● **INPUT FOR THIS TASK**:
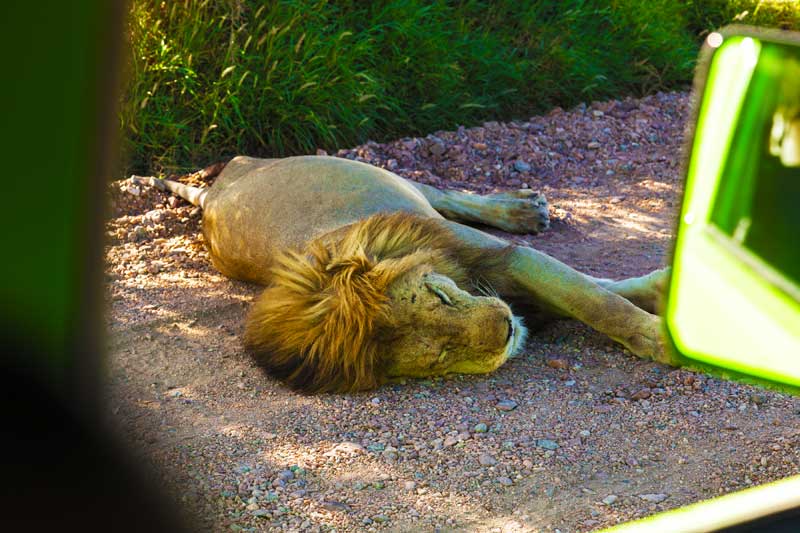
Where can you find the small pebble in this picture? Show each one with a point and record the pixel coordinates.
(547, 444)
(506, 405)
(654, 498)
(486, 460)
(610, 499)
(560, 364)
(521, 166)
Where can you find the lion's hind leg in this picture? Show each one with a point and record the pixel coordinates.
(522, 211)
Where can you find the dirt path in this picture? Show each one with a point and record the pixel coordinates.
(573, 435)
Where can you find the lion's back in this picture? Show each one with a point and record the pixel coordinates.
(258, 207)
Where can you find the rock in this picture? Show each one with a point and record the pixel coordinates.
(642, 394)
(521, 166)
(560, 364)
(486, 460)
(653, 498)
(345, 448)
(335, 506)
(547, 444)
(758, 399)
(506, 405)
(436, 147)
(610, 499)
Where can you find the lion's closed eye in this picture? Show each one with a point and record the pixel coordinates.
(440, 293)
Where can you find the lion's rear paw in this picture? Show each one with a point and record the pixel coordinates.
(522, 211)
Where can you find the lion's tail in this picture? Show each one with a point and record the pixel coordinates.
(193, 195)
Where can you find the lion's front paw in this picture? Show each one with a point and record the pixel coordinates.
(522, 211)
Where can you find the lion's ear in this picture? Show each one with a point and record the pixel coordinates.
(315, 326)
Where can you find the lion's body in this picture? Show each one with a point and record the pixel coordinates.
(365, 278)
(258, 208)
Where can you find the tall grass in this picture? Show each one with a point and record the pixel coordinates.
(207, 79)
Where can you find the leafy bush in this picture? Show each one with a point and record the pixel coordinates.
(207, 79)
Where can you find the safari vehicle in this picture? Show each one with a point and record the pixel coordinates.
(733, 307)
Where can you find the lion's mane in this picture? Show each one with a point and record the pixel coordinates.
(323, 324)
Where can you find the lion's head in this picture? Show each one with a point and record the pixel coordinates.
(380, 301)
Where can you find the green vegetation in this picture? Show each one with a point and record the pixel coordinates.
(206, 79)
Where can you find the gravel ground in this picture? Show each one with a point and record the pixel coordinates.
(573, 435)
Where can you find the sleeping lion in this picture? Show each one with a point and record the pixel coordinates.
(370, 277)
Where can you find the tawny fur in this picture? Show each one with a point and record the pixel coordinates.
(323, 321)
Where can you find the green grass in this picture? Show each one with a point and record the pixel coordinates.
(209, 79)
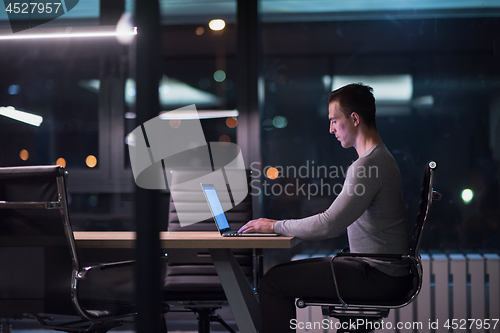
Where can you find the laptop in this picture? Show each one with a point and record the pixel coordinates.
(220, 217)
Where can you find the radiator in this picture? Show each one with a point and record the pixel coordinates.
(460, 293)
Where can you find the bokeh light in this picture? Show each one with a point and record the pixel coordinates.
(231, 122)
(91, 161)
(217, 24)
(61, 161)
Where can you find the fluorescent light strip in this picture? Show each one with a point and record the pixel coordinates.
(72, 35)
(204, 114)
(22, 116)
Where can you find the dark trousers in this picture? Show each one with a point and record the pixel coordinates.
(312, 278)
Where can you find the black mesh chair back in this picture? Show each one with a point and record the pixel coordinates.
(426, 196)
(35, 254)
(368, 310)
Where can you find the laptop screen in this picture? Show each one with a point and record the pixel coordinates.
(215, 207)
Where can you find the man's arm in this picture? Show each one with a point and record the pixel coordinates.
(354, 199)
(262, 225)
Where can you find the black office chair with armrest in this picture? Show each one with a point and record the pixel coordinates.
(191, 281)
(40, 274)
(349, 312)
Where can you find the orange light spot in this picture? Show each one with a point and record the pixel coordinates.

● **YOUR ASSIGNMENT**: Give the entries above again, exactly as written and free of images.

● **PROBLEM SOLUTION**:
Where can you find the small pebble in this picture? Show each one with a point and record the pixel coordinates.
(547, 444)
(506, 405)
(654, 498)
(486, 460)
(610, 499)
(560, 364)
(521, 166)
Where can you find the lion's hind leg in this picture? Show each one with a point and record the pixel coordinates.
(522, 211)
Where can you find the dirt path in this picture? Show each one with a point and record the pixel coordinates.
(573, 435)
Where can you find the lion's back in this picture? Show each one with a point and record the pixel coordinates.
(258, 207)
Where can you find the rock in this picture? Show each one with a point and record the pixel coordinates.
(642, 394)
(521, 166)
(560, 364)
(486, 460)
(653, 498)
(345, 448)
(335, 506)
(547, 444)
(758, 399)
(506, 405)
(436, 147)
(610, 499)
Where can you find the lion's closed eye in this picture? Show each one with a point and record the pixel coordinates.
(440, 293)
Where can you find the lion's rear paw in this picture? Show each one with a point and record the pixel coordinates.
(522, 211)
Where can you find the lion's tail in this picture? Show each one with a point and record the pixel coordinates.
(193, 195)
Where can you find the lion's front paw in this picture? Show each one with a point and record the pixel coordinates.
(522, 211)
Where can you find the lion's ear in this picture? Show each one with a point and record the pixel coordinates.
(315, 326)
Where can you find the lion's body in this picture? Show each one with a point and record the pixel coordinates.
(365, 278)
(258, 208)
Where can you find the tall grass in this picture? Show each one with a point and record the pixel coordinates.
(207, 79)
Where can you find the leafy bush in this picture? Show each one with a point and record the pixel coordinates.
(207, 79)
Where can you find the safari vehicle in this picture? Show each one with a point and record the pixel coordinates.
(733, 307)
Where can you find the lion's mane in this picture? Show each one with a point and record the pixel coordinates.
(323, 324)
Where can you find the lion's head in this picture? Show each one with a point and record the pixel coordinates.
(380, 301)
Where can you find the green vegetation in this picture? Show each one with a point and record the pixel coordinates.
(206, 79)
Where can you find the gravel ground in this picture? Show each one with a point and record the pixel coordinates.
(573, 435)
Where can you find the sleeping lion in this picture? Show each one with a point and record the pixel coordinates.
(370, 277)
Where can you find the tawny fur in this picture? Show each one with a point and record the pixel coordinates.
(323, 321)
Where can you find the green grass in this picture? Show each one with a point and record the pixel coordinates.
(209, 79)
Where can you find the laptop in this picture? Show each one with a point and record the pixel coordinates.
(220, 217)
Where can you find the radiator in this picture? Show each one with a point and record the pixel coordinates.
(460, 293)
Where can you find the bokeh light in this picture? Show each one with a point and record the pixel coordinates.
(231, 122)
(91, 161)
(217, 24)
(61, 161)
Where can you find the fluorescent light strip in this picture? Show each one with a point and record the pixel coordinates.
(72, 35)
(204, 114)
(22, 116)
Where can you find the dark trousers in this picture? Show each one with a point and record the pixel coordinates.
(312, 278)
Where can you find the black mesh chair back in this picture? Show each one with a point and record the pixel coordinates.
(426, 196)
(35, 254)
(368, 310)
Where can you find the laptop screen in this picture? Show each one with a point and record the pixel coordinates.
(215, 207)
Where can you find the man's arm in this picture? Show each one with a point and record the pixel coordinates.
(354, 199)
(262, 225)
Where can you find the black office chair with armrest in this picture? Show each one with a point and record the pixel coordinates.
(191, 281)
(40, 274)
(349, 312)
Where can you find the orange light spot in this picture? Show each one with a point and record the pixel coordinates.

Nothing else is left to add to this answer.